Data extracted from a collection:
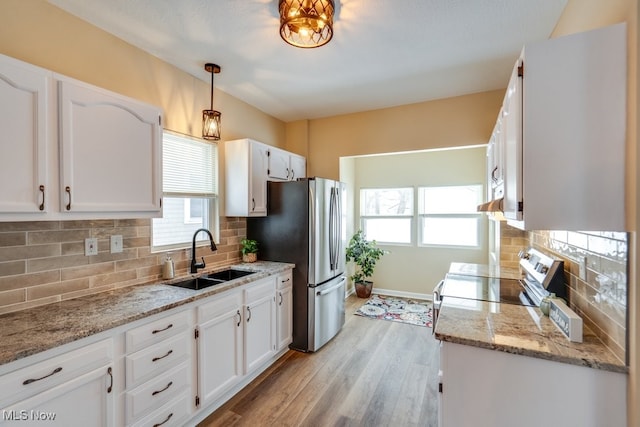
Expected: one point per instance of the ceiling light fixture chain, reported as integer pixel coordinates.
(306, 23)
(211, 119)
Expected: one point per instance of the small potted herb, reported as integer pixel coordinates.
(249, 250)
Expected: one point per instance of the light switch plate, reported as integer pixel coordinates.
(116, 244)
(91, 246)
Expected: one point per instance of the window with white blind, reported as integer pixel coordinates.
(190, 192)
(447, 216)
(386, 214)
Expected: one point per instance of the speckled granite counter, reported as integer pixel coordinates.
(519, 330)
(32, 331)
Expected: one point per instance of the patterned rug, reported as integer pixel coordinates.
(396, 309)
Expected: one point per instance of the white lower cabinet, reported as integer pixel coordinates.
(160, 371)
(493, 388)
(171, 369)
(236, 334)
(220, 343)
(284, 310)
(48, 392)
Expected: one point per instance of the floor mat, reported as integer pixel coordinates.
(396, 309)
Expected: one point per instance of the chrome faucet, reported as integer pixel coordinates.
(196, 265)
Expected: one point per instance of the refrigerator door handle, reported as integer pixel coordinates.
(331, 289)
(332, 249)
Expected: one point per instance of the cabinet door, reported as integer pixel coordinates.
(258, 180)
(278, 165)
(297, 167)
(259, 332)
(220, 354)
(86, 400)
(24, 135)
(110, 152)
(284, 320)
(512, 144)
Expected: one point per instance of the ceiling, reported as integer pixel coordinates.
(383, 53)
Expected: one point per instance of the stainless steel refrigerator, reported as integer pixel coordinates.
(305, 226)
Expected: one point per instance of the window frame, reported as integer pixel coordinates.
(420, 216)
(211, 198)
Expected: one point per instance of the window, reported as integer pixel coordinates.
(447, 216)
(190, 187)
(386, 214)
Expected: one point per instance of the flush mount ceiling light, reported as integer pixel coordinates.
(211, 117)
(306, 23)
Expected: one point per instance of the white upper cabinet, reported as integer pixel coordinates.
(70, 150)
(564, 126)
(110, 151)
(249, 165)
(24, 121)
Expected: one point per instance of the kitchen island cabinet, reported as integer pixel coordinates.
(505, 365)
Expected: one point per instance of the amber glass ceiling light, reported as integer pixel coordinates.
(306, 23)
(211, 117)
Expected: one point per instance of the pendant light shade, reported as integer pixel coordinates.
(211, 117)
(306, 23)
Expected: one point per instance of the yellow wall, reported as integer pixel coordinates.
(451, 122)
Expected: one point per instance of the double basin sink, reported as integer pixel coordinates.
(212, 279)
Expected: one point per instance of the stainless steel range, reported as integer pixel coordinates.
(540, 275)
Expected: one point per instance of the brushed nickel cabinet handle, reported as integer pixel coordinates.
(155, 331)
(32, 380)
(110, 373)
(164, 389)
(155, 359)
(41, 207)
(68, 191)
(167, 419)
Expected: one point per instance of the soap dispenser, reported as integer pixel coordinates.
(168, 270)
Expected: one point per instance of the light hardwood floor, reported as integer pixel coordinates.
(373, 373)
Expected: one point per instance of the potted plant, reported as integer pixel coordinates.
(364, 253)
(249, 250)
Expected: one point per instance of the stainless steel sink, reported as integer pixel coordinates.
(212, 279)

WHAT IS NEEDED: Each record should be written out exactly, and each image should be omitted.

RESULT:
Expected: one point per instance of the ceiling light fixture chain, reported as integer pixel coordinates.
(306, 23)
(211, 119)
Expected: one point per instance of the small potted herb, reported as integer pixel coordinates.
(249, 250)
Expected: one point per instance of the light switch plate, reported as integer pixel coordinates.
(116, 244)
(91, 246)
Expected: one point per instance of the window with white blind, reported as integer pixel coordinates.
(190, 192)
(447, 216)
(386, 214)
Expected: one point per instance of the speckled granite counter, reported as integer pixel coordinates.
(519, 330)
(32, 331)
Expected: one point per instance of the patterned rug, reported as integer pixel coordinates.
(396, 309)
Expected: one point per instance of the white lower cabinet, reported as integer pixel coordinates.
(160, 371)
(493, 388)
(171, 369)
(236, 334)
(220, 343)
(284, 310)
(48, 392)
Expected: one point per instance of the floor mat, reported as integer pixel coordinates.
(396, 309)
Expected: one point per instance of the chrome faucet, reported as integer pixel coordinates.
(196, 265)
Expected: one point per instance of the refrigerator door handle, reported as integer pixel coordinates.
(331, 289)
(332, 249)
Expected: one point per instance of the cabinet door, reported as integer pixel coordinates.
(258, 180)
(278, 165)
(297, 167)
(259, 332)
(220, 354)
(86, 400)
(24, 135)
(110, 152)
(284, 320)
(512, 144)
Expected: one point per instance of the ceiling, reported as integer pixel coordinates.
(383, 53)
Expected: one point per instance of the stainless steel refrigerator, reported as integer pixel coordinates.
(305, 226)
Expected: one point per instance of the window frame, reported as integer pixel coordinates.
(420, 216)
(211, 198)
Expected: one point per instance of the window, reported as integer pixel coordinates.
(447, 216)
(190, 187)
(386, 214)
Expected: one point per instance of the flush mount ceiling light, reported as integer pixel coordinates.
(211, 117)
(306, 23)
Expected: one point per instance of the white upper cabinet, reported as integer pixel coordinates.
(70, 150)
(564, 126)
(110, 151)
(249, 165)
(24, 121)
Expected: one point per instance of the kitchen island cabinet, reported as integer pixel coordinates.
(505, 365)
Expected: one point per instance of the amber glass ceiling light, reported as integer pixel coordinates.
(306, 23)
(211, 117)
Expected: one point per instance of the pendant light shade, reported as integer pixel coordinates.
(211, 117)
(306, 23)
Expected: one point per instance of the yellow wall, reported as integer pixel coordinates.
(451, 122)
Expected: one point per instance of the double basin sink, reported as integer pixel coordinates.
(212, 279)
Expected: one point per instance of the stainless steel range, reported as integer pixel coordinates.
(540, 275)
Expected: one point per instance of the brushed nickel cabinet handle, reported as integer pixel coordinates.
(155, 331)
(32, 380)
(110, 373)
(164, 389)
(155, 359)
(41, 207)
(68, 191)
(167, 419)
Expected: one point per instance of the soap dispenser, reported as integer pixel coordinates.
(168, 270)
Expected: one point per instance of the light hardwood floor, reported as integer pixel coordinates.
(373, 373)
Expected: one point per instance of the potted plant, reported as integer pixel coordinates.
(364, 253)
(249, 250)
Expected: one point per instance of the stainless steel sink, reported as integer pixel coordinates.
(212, 279)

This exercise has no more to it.